EXCERPTED DATA ▸
------------------------

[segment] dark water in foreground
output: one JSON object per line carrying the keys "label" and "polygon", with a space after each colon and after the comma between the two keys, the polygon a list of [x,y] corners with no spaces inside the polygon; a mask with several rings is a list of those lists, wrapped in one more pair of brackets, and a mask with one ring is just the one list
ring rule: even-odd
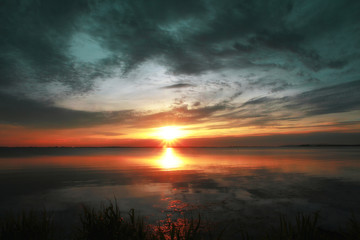
{"label": "dark water in foreground", "polygon": [[360,214],[360,148],[0,149],[0,191],[0,215],[66,219],[115,196],[149,221],[191,212],[257,228],[320,211],[331,228]]}

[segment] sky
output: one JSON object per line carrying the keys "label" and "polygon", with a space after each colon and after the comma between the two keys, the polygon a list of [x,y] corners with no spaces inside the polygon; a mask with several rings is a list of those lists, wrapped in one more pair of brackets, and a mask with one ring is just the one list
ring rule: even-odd
{"label": "sky", "polygon": [[0,146],[360,144],[360,1],[0,0]]}

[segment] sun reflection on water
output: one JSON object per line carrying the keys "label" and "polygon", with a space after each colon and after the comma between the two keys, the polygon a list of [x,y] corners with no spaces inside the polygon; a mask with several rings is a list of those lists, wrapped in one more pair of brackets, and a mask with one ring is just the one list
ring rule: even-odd
{"label": "sun reflection on water", "polygon": [[175,169],[183,166],[183,161],[176,156],[172,148],[166,148],[164,155],[161,157],[160,165],[164,169]]}

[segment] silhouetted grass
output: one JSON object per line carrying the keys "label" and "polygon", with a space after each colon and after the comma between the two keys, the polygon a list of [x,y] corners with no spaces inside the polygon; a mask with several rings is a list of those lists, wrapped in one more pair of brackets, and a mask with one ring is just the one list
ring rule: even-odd
{"label": "silhouetted grass", "polygon": [[159,240],[197,240],[215,239],[209,232],[201,226],[201,217],[197,219],[180,218],[177,221],[167,219],[162,225],[158,225],[154,234],[154,239]]}
{"label": "silhouetted grass", "polygon": [[349,219],[346,229],[343,231],[343,235],[349,240],[360,240],[360,223],[357,221],[355,215],[352,215]]}
{"label": "silhouetted grass", "polygon": [[267,233],[268,240],[360,240],[360,224],[353,215],[343,231],[329,231],[318,226],[319,213],[299,213],[292,223],[280,215],[277,228]]}
{"label": "silhouetted grass", "polygon": [[22,212],[9,215],[0,221],[1,240],[50,240],[53,239],[54,226],[50,214],[42,212]]}
{"label": "silhouetted grass", "polygon": [[[198,219],[183,219],[181,223],[168,220],[166,224],[145,224],[143,217],[135,215],[131,209],[123,217],[116,200],[99,210],[83,206],[80,216],[81,227],[75,234],[76,240],[129,239],[129,240],[201,240],[205,239],[200,231]],[[207,238],[209,239],[209,238]]]}
{"label": "silhouetted grass", "polygon": [[273,228],[268,234],[269,240],[310,240],[319,239],[318,213],[313,215],[298,214],[295,224],[291,223],[284,215],[280,215],[278,228]]}
{"label": "silhouetted grass", "polygon": [[[298,214],[295,219],[284,215],[272,228],[264,226],[263,236],[254,238],[242,229],[238,239],[267,240],[360,240],[360,224],[352,216],[343,230],[327,231],[318,225],[319,214]],[[291,221],[292,220],[292,221]],[[152,225],[144,217],[135,214],[131,209],[124,215],[120,212],[116,199],[102,204],[99,209],[83,206],[79,226],[66,239],[74,240],[205,240],[221,239],[223,230],[216,229],[214,224],[202,222],[200,215],[196,218],[180,218],[160,221]],[[239,228],[240,229],[240,228]],[[268,230],[266,230],[268,229]],[[0,221],[1,240],[53,240],[63,239],[59,229],[54,228],[51,215],[46,212],[23,212],[18,216],[8,216]],[[217,233],[212,235],[211,233]],[[225,236],[225,235],[224,235]],[[231,234],[226,234],[232,239]],[[57,238],[56,238],[57,237]]]}
{"label": "silhouetted grass", "polygon": [[109,201],[107,206],[95,210],[83,206],[83,213],[80,216],[81,227],[76,233],[75,239],[149,239],[151,231],[148,225],[144,224],[143,218],[135,216],[134,209],[128,213],[128,219],[123,218],[119,207]]}

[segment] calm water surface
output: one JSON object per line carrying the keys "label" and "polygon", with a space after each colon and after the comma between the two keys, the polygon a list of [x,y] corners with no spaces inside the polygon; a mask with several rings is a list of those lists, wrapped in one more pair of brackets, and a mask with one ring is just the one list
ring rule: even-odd
{"label": "calm water surface", "polygon": [[150,221],[195,212],[256,227],[320,211],[332,226],[360,213],[360,148],[5,148],[0,190],[0,214],[116,197]]}

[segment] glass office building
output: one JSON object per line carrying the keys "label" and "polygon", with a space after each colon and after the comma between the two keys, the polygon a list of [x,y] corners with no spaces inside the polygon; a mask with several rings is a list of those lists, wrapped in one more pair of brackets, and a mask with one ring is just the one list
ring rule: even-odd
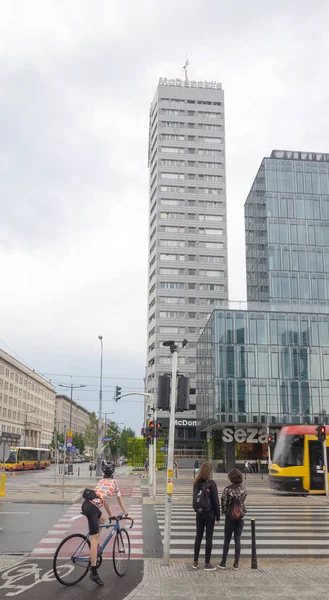
{"label": "glass office building", "polygon": [[329,299],[329,154],[273,150],[245,203],[247,298]]}
{"label": "glass office building", "polygon": [[329,423],[328,308],[231,306],[214,310],[197,345],[198,423],[230,466],[266,458],[267,425]]}

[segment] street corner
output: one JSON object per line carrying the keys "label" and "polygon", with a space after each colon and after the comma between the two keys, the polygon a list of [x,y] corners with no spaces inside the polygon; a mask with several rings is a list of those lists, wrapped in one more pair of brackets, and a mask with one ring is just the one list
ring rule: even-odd
{"label": "street corner", "polygon": [[[63,560],[60,577],[70,583],[75,568],[70,560]],[[51,560],[28,557],[19,564],[7,565],[4,570],[0,570],[0,598],[17,596],[24,600],[58,600],[69,596],[70,600],[81,600],[90,598],[90,594],[95,594],[97,588],[97,598],[108,598],[111,593],[111,600],[123,600],[141,583],[143,574],[143,560],[132,560],[125,577],[118,577],[113,570],[112,561],[105,560],[99,569],[99,575],[104,581],[103,587],[90,581],[89,573],[76,585],[66,586],[57,581]]]}

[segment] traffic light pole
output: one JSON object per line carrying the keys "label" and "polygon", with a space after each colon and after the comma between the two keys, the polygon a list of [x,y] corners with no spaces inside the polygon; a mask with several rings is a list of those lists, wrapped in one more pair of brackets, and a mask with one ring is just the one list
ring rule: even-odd
{"label": "traffic light pole", "polygon": [[157,411],[155,410],[155,406],[154,406],[154,439],[153,439],[153,500],[155,500],[155,496],[156,496],[156,489],[157,489],[157,475],[156,475],[156,471],[157,471],[157,435],[158,435],[158,428],[157,428]]}
{"label": "traffic light pole", "polygon": [[173,488],[173,467],[174,467],[174,443],[175,443],[175,408],[176,408],[176,387],[177,387],[177,364],[178,364],[178,344],[172,343],[170,346],[172,355],[171,372],[171,395],[170,395],[170,420],[168,436],[168,460],[167,460],[167,499],[165,505],[165,527],[163,539],[163,564],[169,565],[170,559],[170,532],[171,532],[171,495]]}
{"label": "traffic light pole", "polygon": [[149,445],[149,485],[153,484],[153,444],[154,438]]}
{"label": "traffic light pole", "polygon": [[328,456],[327,456],[327,443],[324,439],[322,442],[322,453],[323,453],[323,464],[324,464],[324,483],[326,489],[326,497],[329,498],[329,484],[328,484]]}

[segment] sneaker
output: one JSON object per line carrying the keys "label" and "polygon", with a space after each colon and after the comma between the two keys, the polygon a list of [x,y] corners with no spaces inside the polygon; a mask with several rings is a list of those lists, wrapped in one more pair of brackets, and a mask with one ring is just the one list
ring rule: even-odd
{"label": "sneaker", "polygon": [[219,569],[226,569],[226,564],[222,561],[221,563],[219,563],[218,568]]}
{"label": "sneaker", "polygon": [[197,569],[197,568],[198,568],[198,563],[194,561],[193,565],[192,565],[192,569]]}
{"label": "sneaker", "polygon": [[208,563],[203,568],[204,571],[216,571],[216,567],[213,567],[211,563]]}
{"label": "sneaker", "polygon": [[233,569],[234,571],[238,571],[239,570],[239,561],[235,560],[233,563]]}
{"label": "sneaker", "polygon": [[98,573],[96,573],[96,575],[93,575],[92,573],[90,573],[89,578],[91,579],[91,581],[94,581],[95,583],[97,583],[97,585],[104,585],[104,581],[101,580]]}

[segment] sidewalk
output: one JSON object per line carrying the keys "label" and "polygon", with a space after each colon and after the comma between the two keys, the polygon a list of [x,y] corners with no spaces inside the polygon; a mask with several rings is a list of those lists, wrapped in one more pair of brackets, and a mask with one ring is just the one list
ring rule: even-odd
{"label": "sidewalk", "polygon": [[206,573],[201,568],[173,562],[165,567],[162,560],[145,560],[143,581],[125,600],[302,600],[321,597],[329,599],[328,565],[268,566],[258,570],[248,567],[233,571],[216,570]]}

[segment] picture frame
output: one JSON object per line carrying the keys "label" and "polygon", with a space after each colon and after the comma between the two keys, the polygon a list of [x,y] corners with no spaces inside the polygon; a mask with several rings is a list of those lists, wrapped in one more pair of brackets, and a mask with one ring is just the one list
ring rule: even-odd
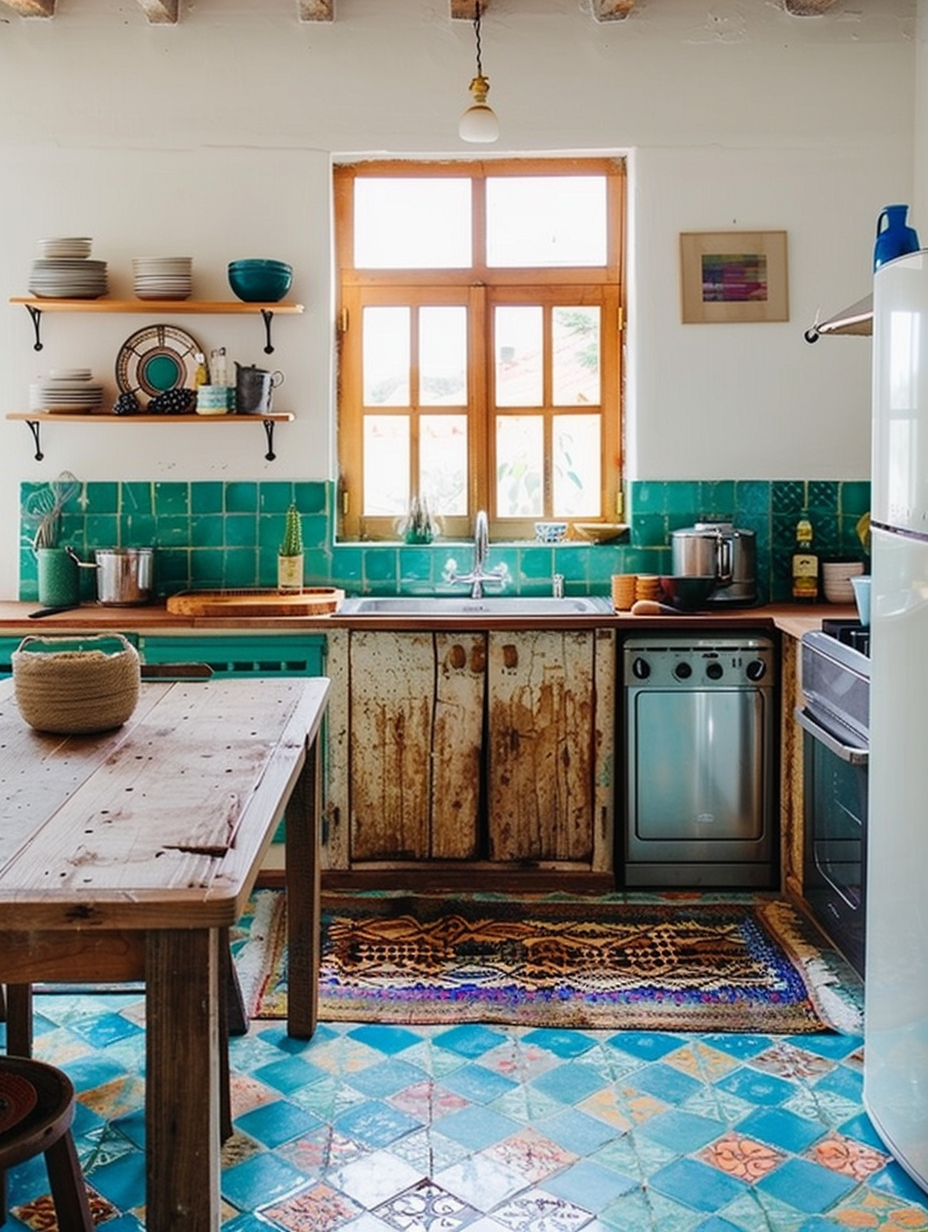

------------------------

TRY IT ▸ Taking the records above as input, show every line in which the word "segment" is present.

ANSWER TO THE EXERCISE ▸
[segment] dark water in foreground
[segment] sky
[segment] sun reflection on water
[segment] silhouetted grass
[segment] calm water surface
[segment] glass office building
[segment] street corner
[segment] traffic light pole
[segment] sneaker
[segment] sidewalk
[segment] picture frame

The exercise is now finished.